Filter the listing below down to the lines that contain the string "metal". Matching is case-sensitive.

_Record list_.
================
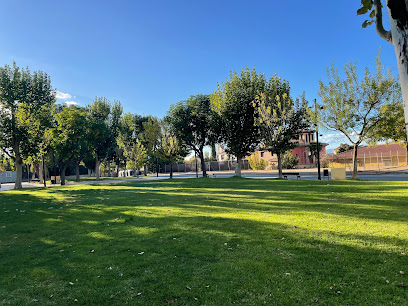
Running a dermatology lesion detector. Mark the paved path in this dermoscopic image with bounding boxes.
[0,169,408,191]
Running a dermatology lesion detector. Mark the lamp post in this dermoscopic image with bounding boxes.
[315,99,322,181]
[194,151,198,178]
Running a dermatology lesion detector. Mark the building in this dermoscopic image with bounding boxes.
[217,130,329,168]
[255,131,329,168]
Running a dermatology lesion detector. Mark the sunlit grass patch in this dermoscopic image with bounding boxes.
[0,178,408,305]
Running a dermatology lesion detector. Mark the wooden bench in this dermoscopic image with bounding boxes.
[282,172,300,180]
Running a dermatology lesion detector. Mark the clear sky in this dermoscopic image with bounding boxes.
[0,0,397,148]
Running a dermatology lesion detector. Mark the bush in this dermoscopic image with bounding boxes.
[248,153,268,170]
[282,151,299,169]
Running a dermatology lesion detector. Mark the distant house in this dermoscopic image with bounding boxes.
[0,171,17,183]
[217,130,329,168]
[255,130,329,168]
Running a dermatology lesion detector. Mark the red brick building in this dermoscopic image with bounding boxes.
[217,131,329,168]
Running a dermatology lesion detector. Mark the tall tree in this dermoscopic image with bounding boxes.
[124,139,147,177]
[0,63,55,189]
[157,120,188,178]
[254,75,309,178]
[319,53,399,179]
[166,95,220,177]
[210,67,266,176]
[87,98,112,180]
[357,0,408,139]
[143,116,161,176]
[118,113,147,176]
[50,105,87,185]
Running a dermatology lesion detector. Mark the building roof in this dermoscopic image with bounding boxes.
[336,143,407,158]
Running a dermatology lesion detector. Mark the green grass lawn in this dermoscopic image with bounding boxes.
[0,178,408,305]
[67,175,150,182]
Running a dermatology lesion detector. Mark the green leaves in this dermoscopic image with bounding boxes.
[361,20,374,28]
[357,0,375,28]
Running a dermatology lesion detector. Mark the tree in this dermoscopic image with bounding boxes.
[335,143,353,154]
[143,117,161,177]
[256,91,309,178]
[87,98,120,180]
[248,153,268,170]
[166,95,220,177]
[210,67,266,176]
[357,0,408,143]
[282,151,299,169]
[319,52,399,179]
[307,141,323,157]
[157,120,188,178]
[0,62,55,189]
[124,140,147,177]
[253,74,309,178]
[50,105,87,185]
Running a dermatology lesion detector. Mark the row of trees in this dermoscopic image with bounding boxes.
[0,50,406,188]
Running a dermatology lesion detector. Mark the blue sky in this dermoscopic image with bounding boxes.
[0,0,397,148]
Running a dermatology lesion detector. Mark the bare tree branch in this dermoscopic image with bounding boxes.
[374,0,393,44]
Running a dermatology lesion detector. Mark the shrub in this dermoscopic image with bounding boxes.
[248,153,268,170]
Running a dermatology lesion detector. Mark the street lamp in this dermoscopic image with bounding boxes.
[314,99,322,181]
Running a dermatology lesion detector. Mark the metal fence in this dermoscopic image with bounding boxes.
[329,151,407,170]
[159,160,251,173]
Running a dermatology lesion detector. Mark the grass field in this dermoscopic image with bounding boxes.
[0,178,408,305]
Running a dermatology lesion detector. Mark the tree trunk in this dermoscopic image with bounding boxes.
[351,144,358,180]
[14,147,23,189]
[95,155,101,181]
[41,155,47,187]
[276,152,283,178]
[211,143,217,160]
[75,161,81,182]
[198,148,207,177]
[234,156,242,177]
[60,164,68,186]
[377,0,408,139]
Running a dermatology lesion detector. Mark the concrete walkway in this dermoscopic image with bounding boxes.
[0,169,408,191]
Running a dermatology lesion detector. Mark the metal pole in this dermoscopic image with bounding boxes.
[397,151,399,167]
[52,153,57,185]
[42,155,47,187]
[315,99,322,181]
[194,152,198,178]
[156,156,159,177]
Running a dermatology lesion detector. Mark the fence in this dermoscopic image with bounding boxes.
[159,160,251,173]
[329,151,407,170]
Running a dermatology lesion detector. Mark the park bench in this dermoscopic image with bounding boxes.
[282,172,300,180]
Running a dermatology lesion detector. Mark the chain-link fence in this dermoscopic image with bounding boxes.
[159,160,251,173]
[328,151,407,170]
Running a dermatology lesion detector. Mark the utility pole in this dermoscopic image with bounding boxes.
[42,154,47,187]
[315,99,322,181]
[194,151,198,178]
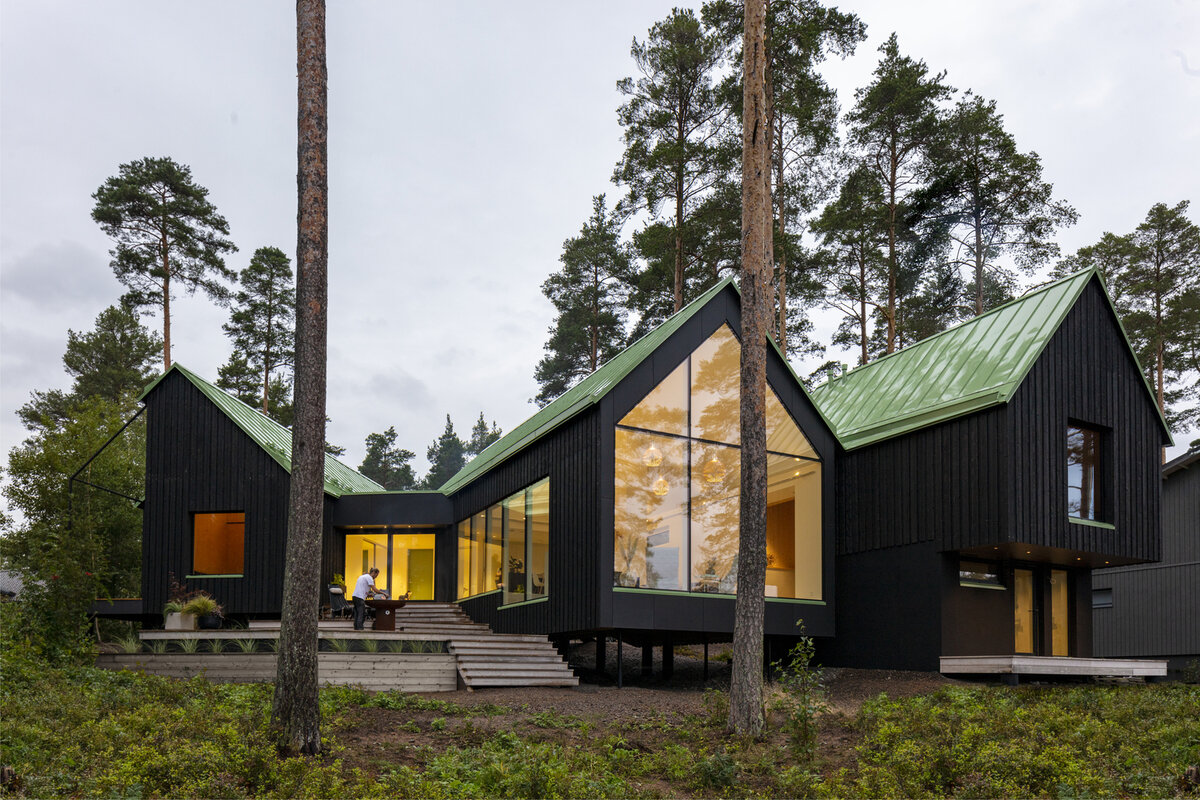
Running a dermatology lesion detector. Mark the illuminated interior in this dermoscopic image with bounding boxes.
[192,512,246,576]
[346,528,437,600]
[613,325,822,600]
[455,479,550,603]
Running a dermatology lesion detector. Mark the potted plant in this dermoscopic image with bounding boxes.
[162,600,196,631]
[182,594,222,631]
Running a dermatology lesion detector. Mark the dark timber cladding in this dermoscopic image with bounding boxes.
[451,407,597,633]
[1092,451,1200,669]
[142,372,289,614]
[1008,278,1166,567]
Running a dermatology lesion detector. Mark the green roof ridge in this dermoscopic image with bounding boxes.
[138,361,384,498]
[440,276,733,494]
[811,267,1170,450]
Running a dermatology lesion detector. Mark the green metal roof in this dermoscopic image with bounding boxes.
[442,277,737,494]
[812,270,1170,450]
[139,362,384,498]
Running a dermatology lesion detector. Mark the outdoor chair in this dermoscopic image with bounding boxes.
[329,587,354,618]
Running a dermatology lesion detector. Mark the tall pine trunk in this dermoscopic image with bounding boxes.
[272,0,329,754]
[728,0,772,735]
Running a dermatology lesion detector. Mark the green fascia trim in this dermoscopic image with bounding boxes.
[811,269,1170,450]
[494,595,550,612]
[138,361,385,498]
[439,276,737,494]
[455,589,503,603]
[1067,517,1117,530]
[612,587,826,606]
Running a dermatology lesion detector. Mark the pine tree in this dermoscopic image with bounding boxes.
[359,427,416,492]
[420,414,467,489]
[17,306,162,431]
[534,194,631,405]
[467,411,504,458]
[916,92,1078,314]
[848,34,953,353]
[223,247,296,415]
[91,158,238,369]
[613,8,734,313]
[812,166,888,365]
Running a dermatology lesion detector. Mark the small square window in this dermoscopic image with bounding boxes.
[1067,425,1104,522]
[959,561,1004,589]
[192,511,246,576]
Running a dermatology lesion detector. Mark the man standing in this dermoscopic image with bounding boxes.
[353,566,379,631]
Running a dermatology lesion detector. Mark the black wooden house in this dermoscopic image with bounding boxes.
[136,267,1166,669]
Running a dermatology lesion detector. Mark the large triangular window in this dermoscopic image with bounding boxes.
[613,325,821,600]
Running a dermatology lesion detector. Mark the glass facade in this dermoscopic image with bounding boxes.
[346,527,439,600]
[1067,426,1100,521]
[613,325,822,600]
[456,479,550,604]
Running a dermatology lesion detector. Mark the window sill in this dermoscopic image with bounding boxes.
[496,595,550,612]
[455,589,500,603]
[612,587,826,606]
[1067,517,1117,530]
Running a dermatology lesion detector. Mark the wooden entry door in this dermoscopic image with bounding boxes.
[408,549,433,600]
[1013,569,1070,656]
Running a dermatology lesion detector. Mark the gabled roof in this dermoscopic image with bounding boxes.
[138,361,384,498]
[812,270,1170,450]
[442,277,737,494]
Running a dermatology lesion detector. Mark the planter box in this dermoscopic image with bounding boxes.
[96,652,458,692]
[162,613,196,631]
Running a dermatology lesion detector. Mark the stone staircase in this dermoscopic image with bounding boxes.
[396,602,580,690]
================
_Exercise answer_.
Running a dermatology lesion detector. Mark the metal fence in this dermoscopic image with bounding boxes.
Running a dermatology lesion detector. Mark the metal pole in this dermoscopic image with bounding boxes.
Running a dermatology lesion detector. Mark the green metal roof in this dermoscopic image with bounding boxes.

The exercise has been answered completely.